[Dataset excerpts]
==========

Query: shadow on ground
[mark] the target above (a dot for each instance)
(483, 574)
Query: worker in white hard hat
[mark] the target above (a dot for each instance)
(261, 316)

==========

Locate "Query: worker in white hard hat" in the data above. Then repeat, exactly, its line and each line after it through the last, adding nothing.

Query: worker in white hard hat
[mark] the target above (a dot for each instance)
(261, 316)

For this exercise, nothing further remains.